• [STATED GOAL]:
Retype every entry below line for line, changing nothing.

----- DATA EXTRACT -----

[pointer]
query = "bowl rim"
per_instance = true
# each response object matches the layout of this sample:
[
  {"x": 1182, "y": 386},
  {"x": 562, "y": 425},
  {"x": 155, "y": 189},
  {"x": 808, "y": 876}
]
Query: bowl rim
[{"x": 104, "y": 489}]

-----

• [ANSWER TO THE TASK]:
[pointer]
query = "bowl rim"
per_instance = true
# each response object matches the layout of this sample:
[
  {"x": 1182, "y": 386},
  {"x": 562, "y": 425},
  {"x": 155, "y": 189},
  {"x": 808, "y": 876}
]
Query: bowl rim
[{"x": 104, "y": 489}]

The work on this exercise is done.